Data section:
--
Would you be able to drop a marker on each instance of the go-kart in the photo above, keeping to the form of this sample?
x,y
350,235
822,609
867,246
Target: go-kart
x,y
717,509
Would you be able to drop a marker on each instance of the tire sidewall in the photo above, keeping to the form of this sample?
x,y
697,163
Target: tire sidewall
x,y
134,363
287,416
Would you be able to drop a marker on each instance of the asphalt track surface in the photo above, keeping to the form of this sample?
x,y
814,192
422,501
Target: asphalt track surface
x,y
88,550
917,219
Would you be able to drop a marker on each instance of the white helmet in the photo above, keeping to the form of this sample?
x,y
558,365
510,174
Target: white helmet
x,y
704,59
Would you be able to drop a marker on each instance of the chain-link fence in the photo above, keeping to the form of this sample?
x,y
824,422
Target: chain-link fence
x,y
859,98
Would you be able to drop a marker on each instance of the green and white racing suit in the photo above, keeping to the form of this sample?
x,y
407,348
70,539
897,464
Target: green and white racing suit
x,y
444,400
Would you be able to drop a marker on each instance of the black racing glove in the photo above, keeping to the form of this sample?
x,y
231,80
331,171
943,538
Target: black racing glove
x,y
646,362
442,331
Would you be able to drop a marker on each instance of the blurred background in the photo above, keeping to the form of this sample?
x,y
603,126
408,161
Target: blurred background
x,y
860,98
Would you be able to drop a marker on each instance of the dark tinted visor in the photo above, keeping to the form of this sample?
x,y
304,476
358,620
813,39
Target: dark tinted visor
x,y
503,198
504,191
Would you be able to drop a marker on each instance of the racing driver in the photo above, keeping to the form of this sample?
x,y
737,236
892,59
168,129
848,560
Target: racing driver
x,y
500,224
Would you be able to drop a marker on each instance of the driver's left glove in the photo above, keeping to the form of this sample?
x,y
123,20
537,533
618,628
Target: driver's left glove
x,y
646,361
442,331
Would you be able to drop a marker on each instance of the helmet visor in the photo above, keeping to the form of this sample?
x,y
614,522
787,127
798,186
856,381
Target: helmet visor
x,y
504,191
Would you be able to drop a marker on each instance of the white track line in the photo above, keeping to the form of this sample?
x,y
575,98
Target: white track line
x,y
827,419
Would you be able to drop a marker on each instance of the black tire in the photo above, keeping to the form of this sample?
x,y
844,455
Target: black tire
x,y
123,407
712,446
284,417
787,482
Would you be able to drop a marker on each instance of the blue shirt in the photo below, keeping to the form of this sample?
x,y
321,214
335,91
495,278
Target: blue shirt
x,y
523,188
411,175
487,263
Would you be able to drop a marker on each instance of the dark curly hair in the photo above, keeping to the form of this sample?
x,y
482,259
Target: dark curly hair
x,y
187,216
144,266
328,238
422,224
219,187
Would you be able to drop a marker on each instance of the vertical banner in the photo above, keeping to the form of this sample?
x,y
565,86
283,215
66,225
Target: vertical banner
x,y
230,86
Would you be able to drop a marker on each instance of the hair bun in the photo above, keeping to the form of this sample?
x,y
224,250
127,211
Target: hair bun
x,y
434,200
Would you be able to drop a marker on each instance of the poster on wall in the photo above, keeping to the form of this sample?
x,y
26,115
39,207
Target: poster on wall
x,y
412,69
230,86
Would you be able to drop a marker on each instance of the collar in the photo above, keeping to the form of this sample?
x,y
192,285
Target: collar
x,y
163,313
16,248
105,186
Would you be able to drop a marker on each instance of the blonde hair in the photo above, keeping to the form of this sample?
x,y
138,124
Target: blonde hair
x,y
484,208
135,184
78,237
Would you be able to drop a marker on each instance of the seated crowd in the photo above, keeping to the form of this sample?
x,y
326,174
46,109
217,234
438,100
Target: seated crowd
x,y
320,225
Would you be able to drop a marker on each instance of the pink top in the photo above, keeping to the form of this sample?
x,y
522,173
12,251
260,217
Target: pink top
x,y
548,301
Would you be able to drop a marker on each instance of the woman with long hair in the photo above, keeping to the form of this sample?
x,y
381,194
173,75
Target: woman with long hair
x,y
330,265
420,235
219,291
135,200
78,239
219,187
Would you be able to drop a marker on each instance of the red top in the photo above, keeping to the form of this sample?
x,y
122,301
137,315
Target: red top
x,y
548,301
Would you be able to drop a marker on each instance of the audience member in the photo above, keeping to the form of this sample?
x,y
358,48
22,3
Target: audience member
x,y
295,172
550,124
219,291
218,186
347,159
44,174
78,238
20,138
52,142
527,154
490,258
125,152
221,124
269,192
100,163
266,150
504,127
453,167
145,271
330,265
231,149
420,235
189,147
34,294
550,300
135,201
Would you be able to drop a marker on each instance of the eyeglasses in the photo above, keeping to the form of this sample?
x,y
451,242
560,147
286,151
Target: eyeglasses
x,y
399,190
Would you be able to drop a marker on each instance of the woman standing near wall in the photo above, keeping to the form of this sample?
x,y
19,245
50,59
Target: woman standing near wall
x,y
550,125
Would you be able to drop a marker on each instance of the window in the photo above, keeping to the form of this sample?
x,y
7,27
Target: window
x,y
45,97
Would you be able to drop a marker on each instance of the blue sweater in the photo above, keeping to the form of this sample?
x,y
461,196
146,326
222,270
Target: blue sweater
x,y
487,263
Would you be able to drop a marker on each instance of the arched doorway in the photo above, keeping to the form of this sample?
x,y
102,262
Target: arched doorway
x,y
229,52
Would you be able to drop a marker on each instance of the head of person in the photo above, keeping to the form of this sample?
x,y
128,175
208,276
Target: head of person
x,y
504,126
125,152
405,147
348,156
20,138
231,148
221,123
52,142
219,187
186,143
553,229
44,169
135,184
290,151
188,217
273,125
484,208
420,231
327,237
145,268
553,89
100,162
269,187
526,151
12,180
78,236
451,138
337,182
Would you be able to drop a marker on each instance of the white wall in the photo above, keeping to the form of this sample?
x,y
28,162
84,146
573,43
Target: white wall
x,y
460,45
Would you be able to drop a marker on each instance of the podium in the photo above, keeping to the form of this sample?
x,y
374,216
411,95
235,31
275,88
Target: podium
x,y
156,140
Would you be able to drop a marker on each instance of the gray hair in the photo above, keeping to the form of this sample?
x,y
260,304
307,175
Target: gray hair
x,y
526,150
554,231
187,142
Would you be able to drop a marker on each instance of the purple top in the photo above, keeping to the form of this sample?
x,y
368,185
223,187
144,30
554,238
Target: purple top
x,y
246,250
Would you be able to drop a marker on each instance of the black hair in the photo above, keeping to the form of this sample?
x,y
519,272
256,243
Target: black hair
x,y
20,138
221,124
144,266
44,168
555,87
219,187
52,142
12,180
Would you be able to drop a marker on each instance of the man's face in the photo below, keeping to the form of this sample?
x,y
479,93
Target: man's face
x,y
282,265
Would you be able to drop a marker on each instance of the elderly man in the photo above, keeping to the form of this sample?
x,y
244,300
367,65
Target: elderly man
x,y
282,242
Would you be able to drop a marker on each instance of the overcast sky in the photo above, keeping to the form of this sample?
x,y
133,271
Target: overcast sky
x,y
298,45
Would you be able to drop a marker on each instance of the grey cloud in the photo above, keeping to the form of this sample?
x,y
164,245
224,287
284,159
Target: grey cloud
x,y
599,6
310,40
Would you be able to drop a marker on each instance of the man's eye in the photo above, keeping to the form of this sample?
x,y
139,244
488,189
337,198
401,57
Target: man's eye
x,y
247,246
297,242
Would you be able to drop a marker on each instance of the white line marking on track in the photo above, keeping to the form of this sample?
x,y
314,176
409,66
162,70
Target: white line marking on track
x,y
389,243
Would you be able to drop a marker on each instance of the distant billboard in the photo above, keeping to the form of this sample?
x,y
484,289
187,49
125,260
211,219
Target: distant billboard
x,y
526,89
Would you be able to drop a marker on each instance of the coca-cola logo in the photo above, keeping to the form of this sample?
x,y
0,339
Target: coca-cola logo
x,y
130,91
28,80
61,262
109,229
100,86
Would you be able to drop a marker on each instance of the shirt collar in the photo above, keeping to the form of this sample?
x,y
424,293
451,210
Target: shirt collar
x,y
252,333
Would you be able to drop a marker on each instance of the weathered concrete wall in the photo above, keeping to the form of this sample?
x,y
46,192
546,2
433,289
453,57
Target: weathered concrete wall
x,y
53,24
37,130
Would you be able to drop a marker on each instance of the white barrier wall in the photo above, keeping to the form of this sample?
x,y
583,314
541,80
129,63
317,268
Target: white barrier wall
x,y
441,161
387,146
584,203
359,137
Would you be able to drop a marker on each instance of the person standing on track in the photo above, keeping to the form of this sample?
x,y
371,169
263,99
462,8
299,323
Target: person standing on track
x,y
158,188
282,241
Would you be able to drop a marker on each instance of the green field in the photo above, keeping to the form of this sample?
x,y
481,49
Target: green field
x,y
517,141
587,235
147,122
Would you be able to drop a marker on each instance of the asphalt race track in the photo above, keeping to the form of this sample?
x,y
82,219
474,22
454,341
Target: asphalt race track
--
What you are asked to do: Repeat exactly the lines from the line containing "of the person" through the end of the listing above; both boundary lines are part of the output.

Output for this exercise:
Would you be able to drop a marker on each instance of the person standing on track in the photo above, keeping to the form of this sample?
x,y
371,169
263,99
462,8
299,323
Target: person standing on track
x,y
158,188
282,241
Would you be able to drop a marker on each instance of the green field in the photo above, keeping to the form of this sample?
x,y
481,49
Target: green field
x,y
517,141
587,235
147,122
Would you be able to drop a marker on each instance of the asphalt race track in the photo above, keeping to the form of this sample?
x,y
82,219
474,22
454,341
Target: asphalt race track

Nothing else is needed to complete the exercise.